## INSTRUCTIONS
**a.** Please sum up the news extract about the Turkish offensive in Syria in two sentences.
**b.** Reproduce the passage of the news extract that begins at the words "Kurdish villagers have" and stops after "insurgency – at bay.".

Kurdish villagers have given a similar tough welcome to joint Russian-Turkish patrols in other locations.

Turkish forces and their proxies – former Syrian rebels hired as a ground force by Ankara – launched a deadly offensive against Kurdish forces in Syria on October 9.

The push was aimed at seizing a roughly 30-kilometre (20-mile) deep strip of land along the entire 440-kilometre border between the two countries.

Turkish President Recep Tayyip Erdogan wants to keep Syria's Kurdish militia – which has organic ties to Turkey's own Kurdish insurgency – at bay.

Another declared goal is to create what Turkey is calling a "safe zone" in which to resettle some of the 3.6 million Syrian refugees it hosts on its soil.

The invasion has displaced tens of thousands and left dozens of civilians dead, forcing Kurdish forces to retreat from some key towns.

A US military withdrawal announced days earlier had left their Kurdish partners in the lurch and made the Turkish offensive possible.

A deal reached later last month in the Black Sea resort of Sochi between Russia and Turkey demanded that Kurdish forces pull back from the 30-kilometre buffer zone and let regime forces back in.

It also says a thinner 10-kilometre strip beyond which Turkish forces cannot venture would be patrolled jointly by Russia and Turkey.

The deal has reduced the violence but sporadic fighting continues in several areas along the border.

## PROVIDED MATERIAL
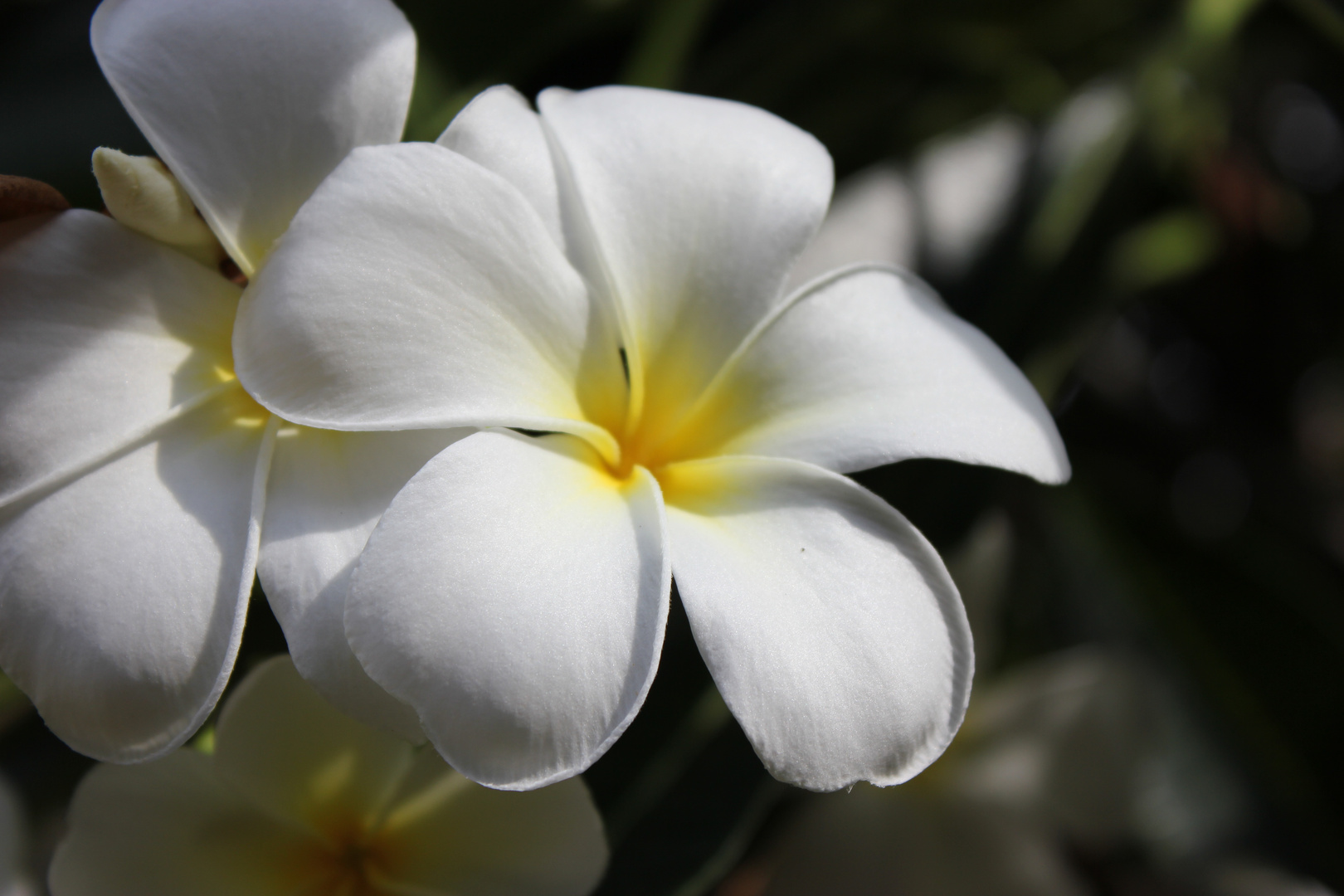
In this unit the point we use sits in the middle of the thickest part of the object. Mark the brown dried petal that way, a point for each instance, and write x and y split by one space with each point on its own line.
23 197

## PER-TASK ANSWERS
**a.** Turkish forces and their proxies launched an offensive against Kurdish forces in Syria on October 9, aiming to seize a deep strip along the border, keep Syria's Kurdish militia at bay and create a "safe zone" for resettling Syrian refugees; it displaced tens of thousands and left dozens of civilians dead. A later Russia-Turkey deal in Sochi required Kurdish forces to pull back from the 30-kilometer buffer zone and set up joint Russian-Turkish patrols of a thinner strip, which reduced the violence, though sporadic fighting continues.

**b.**
Kurdish villagers have given a similar tough welcome to joint Russian-Turkish patrols in other locations.

Turkish forces and their proxies – former Syrian rebels hired as a ground force by Ankara – launched a deadly offensive against Kurdish forces in Syria on October 9.

The push was aimed at seizing a roughly 30-kilometre (20-mile) deep strip of land along the entire 440-kilometre border between the two countries.

Turkish President Recep Tayyip Erdogan wants to keep Syria's Kurdish militia – which has organic ties to Turkey's own Kurdish insurgency – at bay.